(Input data Opens)

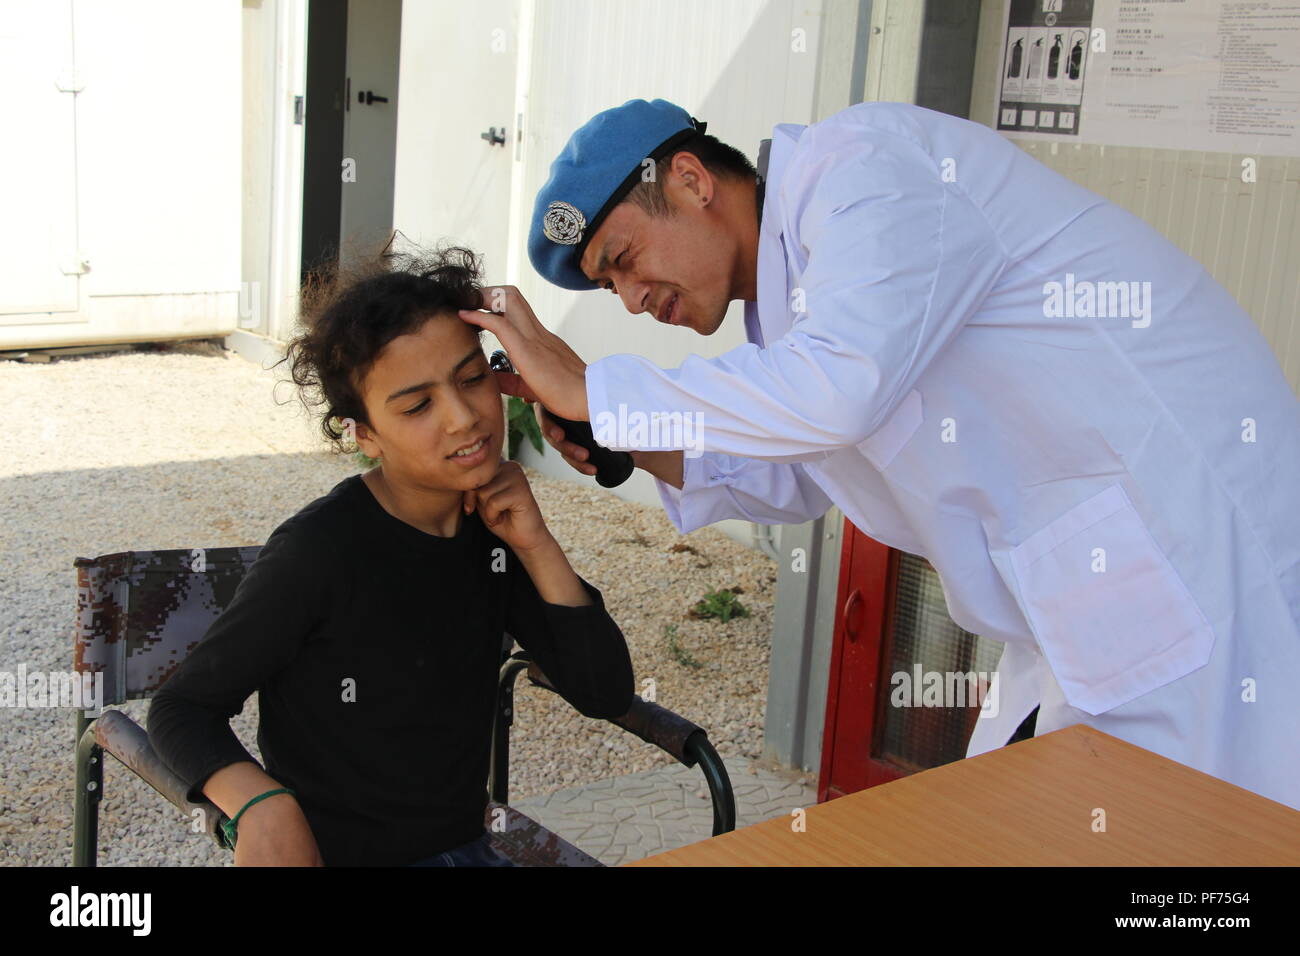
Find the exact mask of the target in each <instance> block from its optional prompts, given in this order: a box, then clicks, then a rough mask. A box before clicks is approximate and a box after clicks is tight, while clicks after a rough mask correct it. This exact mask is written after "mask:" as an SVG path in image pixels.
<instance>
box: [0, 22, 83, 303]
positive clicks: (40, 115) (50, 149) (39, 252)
mask: <svg viewBox="0 0 1300 956" xmlns="http://www.w3.org/2000/svg"><path fill="white" fill-rule="evenodd" d="M72 66H73V23H72V8H70V5H69V4H66V3H48V0H4V3H3V4H0V90H4V95H3V96H0V276H3V281H0V325H12V324H14V323H26V321H30V319H27V317H26V315H25V313H32V312H35V313H42V312H56V313H60V315H59V316H56V317H57V321H66V320H68V317H66V315H62V313H66V312H69V311H75V310H77V284H78V277H77V274H75V268H77V195H75V190H74V186H75V174H77V168H75V163H74V160H75V137H74V127H73V124H74V118H75V113H74V111H73V98H74V95H75V94H73V92H70V91H68V92H64V91H61V90H60V86H64V87H66V88H69V90H70V88H72V87H73V86H74V83H75V77H74V74H73V70H72ZM35 317H36V319H38V320H40V319H44V320H49V319H51V316H48V315H47V316H39V315H38V316H35Z"/></svg>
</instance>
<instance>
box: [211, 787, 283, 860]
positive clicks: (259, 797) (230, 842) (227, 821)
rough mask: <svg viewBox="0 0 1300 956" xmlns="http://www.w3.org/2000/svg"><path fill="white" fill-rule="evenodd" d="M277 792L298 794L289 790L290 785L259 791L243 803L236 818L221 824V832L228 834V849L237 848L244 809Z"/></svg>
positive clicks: (274, 793)
mask: <svg viewBox="0 0 1300 956" xmlns="http://www.w3.org/2000/svg"><path fill="white" fill-rule="evenodd" d="M276 793H289V795H290V796H298V795H296V793H294V791H291V790H289V787H281V788H279V790H268V791H266V792H265V793H259V795H257V796H255V797H253V799H252V800H250V801H248V803H247V804H244V805H243V809H242V810H239V813H237V814H235V818H234V819H227V821H225V822H224V823H222V825H221V832H224V834H225V836H226V839H225V840H224V843H225V847H226V849H234V848H235V838H237V836H238V832H237V826H238V823H239V818H240V817H242V816H243V814H244V810H247V809H248V808H250V806H252V805H253V804H255V803H257V801H259V800H265V799H266V797H269V796H276Z"/></svg>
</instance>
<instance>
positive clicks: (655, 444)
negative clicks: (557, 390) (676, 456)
mask: <svg viewBox="0 0 1300 956" xmlns="http://www.w3.org/2000/svg"><path fill="white" fill-rule="evenodd" d="M703 434H705V414H703V412H694V411H685V412H684V411H671V412H669V411H653V412H650V414H646V412H643V411H633V412H628V406H627V405H624V403H621V402H620V403H619V414H617V415H615V414H614V412H608V411H602V412H599V414H598V415H597V416H595V418H594V419H593V420H591V436H593V437H594V438H595V442H597V444H598V445H604V446H606V447H620V449H637V450H664V451H672V450H676V449H682V451H684V453H685V457H686V458H699V457H701V455H702V454H703V453H705V449H703Z"/></svg>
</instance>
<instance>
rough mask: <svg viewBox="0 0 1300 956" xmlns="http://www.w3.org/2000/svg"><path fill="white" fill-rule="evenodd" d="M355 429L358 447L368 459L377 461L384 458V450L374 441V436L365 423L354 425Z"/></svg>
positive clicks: (362, 421) (369, 429)
mask: <svg viewBox="0 0 1300 956" xmlns="http://www.w3.org/2000/svg"><path fill="white" fill-rule="evenodd" d="M354 429H355V436H356V446H357V447H359V449H361V451H363V453H364V454H365V457H367V458H373V459H376V460H378V459H381V458H383V449H381V447H380V444H378V442H377V441H376V440H374V434H373V433H372V432H370V429H369V427H368V425H367V424H365V423H364V421H357V423H356V424H355V425H354Z"/></svg>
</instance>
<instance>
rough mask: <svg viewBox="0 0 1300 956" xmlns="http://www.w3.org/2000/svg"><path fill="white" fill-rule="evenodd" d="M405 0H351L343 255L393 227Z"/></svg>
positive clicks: (342, 209) (340, 254) (340, 258)
mask: <svg viewBox="0 0 1300 956" xmlns="http://www.w3.org/2000/svg"><path fill="white" fill-rule="evenodd" d="M400 48H402V0H348V5H347V81H346V87H344V88H346V90H347V101H346V104H344V109H343V169H342V170H341V174H342V177H343V198H342V209H341V216H339V246H341V251H339V259H341V264H344V265H346V264H347V263H348V261H350V260H351V259H352V258H354V256H355V255H359V254H364V252H367V251H374V250H376V248H377V246H382V245H383V242H386V241H387V238H389V234H390V232H391V229H393V170H394V159H395V155H396V134H398V69H399V53H400Z"/></svg>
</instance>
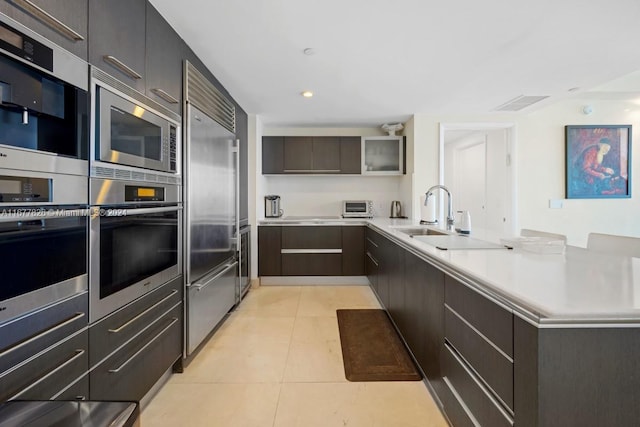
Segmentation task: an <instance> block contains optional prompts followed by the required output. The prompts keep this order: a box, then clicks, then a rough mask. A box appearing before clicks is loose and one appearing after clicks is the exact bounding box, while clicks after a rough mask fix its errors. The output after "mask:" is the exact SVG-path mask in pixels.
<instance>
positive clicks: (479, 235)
mask: <svg viewBox="0 0 640 427" xmlns="http://www.w3.org/2000/svg"><path fill="white" fill-rule="evenodd" d="M369 223H370V224H371V225H372V226H374V228H377V229H378V230H379V231H382V232H383V233H386V234H387V235H389V236H391V237H393V238H394V239H396V240H398V241H400V242H403V243H404V244H405V245H407V246H410V247H412V248H414V249H416V250H418V251H419V252H420V253H422V254H423V255H425V256H426V257H427V258H429V259H430V260H433V261H434V263H435V264H437V265H439V266H440V267H443V269H445V270H449V271H453V272H454V273H459V274H460V275H461V276H463V277H464V278H467V279H468V281H470V282H472V284H474V285H477V286H478V287H479V288H481V289H482V290H485V291H486V292H487V293H489V294H490V295H491V296H494V297H495V298H496V299H497V300H498V301H500V302H503V303H504V304H505V305H507V306H509V307H511V308H512V309H514V311H515V312H517V313H520V314H522V315H523V316H524V317H527V318H529V319H535V320H536V322H537V323H539V324H540V325H545V324H547V325H552V324H559V323H560V324H563V323H607V324H609V323H616V324H621V323H635V324H640V258H631V257H622V256H614V255H608V254H602V253H596V252H591V251H588V250H586V249H583V248H578V247H573V246H567V247H566V250H565V253H564V254H538V253H533V252H527V251H525V250H522V249H518V248H515V249H512V250H507V249H505V250H501V249H470V250H440V249H436V247H435V246H433V245H430V244H427V243H423V242H421V241H419V240H417V239H414V238H411V237H409V235H407V234H406V233H402V232H400V231H398V230H397V229H394V228H393V227H394V226H402V225H407V226H408V225H416V223H415V222H413V221H406V220H405V222H404V223H402V222H401V221H400V220H393V219H386V218H375V219H372V220H370V221H369ZM471 237H474V238H477V239H484V240H487V241H491V242H494V243H497V242H499V241H500V238H501V237H509V236H495V235H491V234H489V233H485V232H482V231H480V230H477V231H473V230H472V233H471Z"/></svg>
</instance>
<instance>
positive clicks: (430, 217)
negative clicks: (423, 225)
mask: <svg viewBox="0 0 640 427" xmlns="http://www.w3.org/2000/svg"><path fill="white" fill-rule="evenodd" d="M425 198H426V195H422V196H420V220H421V221H422V222H427V223H435V222H437V221H438V219H437V218H436V198H435V197H434V196H431V197H429V204H428V205H427V206H425V205H424V200H425Z"/></svg>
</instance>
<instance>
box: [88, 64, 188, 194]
mask: <svg viewBox="0 0 640 427" xmlns="http://www.w3.org/2000/svg"><path fill="white" fill-rule="evenodd" d="M91 96H92V99H93V107H94V115H93V123H92V129H93V132H92V135H93V136H94V143H93V144H92V152H91V163H92V167H91V175H92V176H96V177H104V178H123V177H124V178H130V179H134V180H145V181H151V180H157V179H159V180H161V181H163V182H170V183H180V180H179V177H180V150H179V147H180V131H181V130H180V116H178V115H177V114H175V113H174V112H173V111H170V110H167V109H166V108H164V107H163V106H161V105H159V104H157V103H155V102H154V101H153V100H151V99H149V98H147V97H146V96H144V95H142V94H140V93H139V92H136V91H135V90H133V89H131V88H129V87H128V86H126V85H124V84H122V83H120V82H119V81H118V80H116V79H114V78H112V77H111V76H109V75H107V74H106V73H104V72H102V71H101V70H99V69H98V68H95V67H92V68H91ZM105 174H106V175H105Z"/></svg>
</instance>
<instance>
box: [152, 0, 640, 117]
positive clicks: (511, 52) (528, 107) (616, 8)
mask: <svg viewBox="0 0 640 427" xmlns="http://www.w3.org/2000/svg"><path fill="white" fill-rule="evenodd" d="M151 3H152V4H153V5H154V6H155V7H156V8H157V9H158V10H159V11H160V13H161V14H162V15H163V16H164V17H165V18H166V19H167V21H169V23H170V24H171V25H172V26H173V27H174V29H175V30H176V31H177V32H178V33H179V34H180V35H181V36H182V38H183V39H184V40H185V41H186V42H187V43H188V44H189V45H190V46H191V48H192V49H193V50H194V51H195V52H196V54H197V55H198V56H199V57H200V58H201V59H202V61H203V62H204V63H205V64H206V65H207V66H208V67H209V69H210V70H211V72H212V73H213V74H214V75H215V76H216V77H217V78H218V80H220V82H221V83H222V84H223V85H224V86H225V88H226V89H227V90H228V91H229V93H231V95H232V96H233V97H234V99H235V100H236V101H237V102H238V103H239V104H240V105H241V106H242V107H243V109H244V110H245V111H246V112H248V113H253V114H258V115H260V117H261V119H262V121H263V123H265V125H267V126H272V127H275V126H313V127H319V126H337V127H359V126H379V125H381V124H383V123H394V122H404V121H406V120H407V119H408V118H409V117H411V115H413V114H419V113H426V114H450V113H451V114H467V113H469V114H475V113H490V112H492V111H493V110H495V108H496V107H498V106H500V105H501V104H504V103H506V102H507V101H510V100H511V99H514V98H516V97H518V96H521V95H527V96H536V95H544V96H549V97H550V98H548V99H546V100H544V101H541V102H540V103H538V104H534V105H533V106H531V107H528V108H527V109H525V110H522V111H531V110H532V109H534V108H536V105H537V106H541V105H548V104H549V103H551V102H553V101H555V100H559V99H563V98H566V97H568V96H580V97H588V96H589V94H587V93H586V92H588V91H590V90H591V89H592V88H594V87H596V86H599V85H604V84H605V83H607V82H610V81H612V80H614V79H618V78H621V77H623V76H626V75H628V74H629V73H634V72H636V71H637V70H640V48H639V47H638V46H639V41H640V1H638V0H528V1H522V0H484V1H478V0H457V1H448V2H447V1H442V0H439V1H434V0H394V1H391V0H180V1H175V0H151ZM305 48H312V49H313V50H314V51H315V53H314V54H313V55H305V54H304V53H303V51H304V49H305ZM638 76H639V75H638V73H635V74H633V75H632V76H631V78H624V79H620V80H618V83H617V84H613V85H605V86H601V87H600V88H599V92H600V96H604V97H605V98H606V97H610V96H611V95H610V92H616V93H618V95H617V96H619V94H620V93H621V92H622V93H626V92H628V91H631V92H634V93H636V94H637V93H640V78H638ZM629 83H631V84H632V85H635V87H628V84H629ZM571 88H579V89H578V90H575V91H574V92H569V89H571ZM304 90H312V91H313V92H314V93H315V95H314V97H313V98H310V99H306V98H303V97H302V96H301V95H300V93H301V92H302V91H304ZM605 94H606V95H605Z"/></svg>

(Input data Closes)

**What you need to do**
In the records above, take every line from the opening one through the line with "box: [0, 22, 83, 303]" and repeat it exactly; pictures are not part of the copy.

**Answer to this task**
Find the exact mask of the target in each <instance> block from its optional prompts, given in this order: a box, then clicks, then a rough mask. A box before clicks is approximate and a box after clicks is tight, while clicks after a rough mask correct it. This exact mask is written after "mask:" as an SVG path in image pixels.
<instance>
box: [0, 22, 83, 303]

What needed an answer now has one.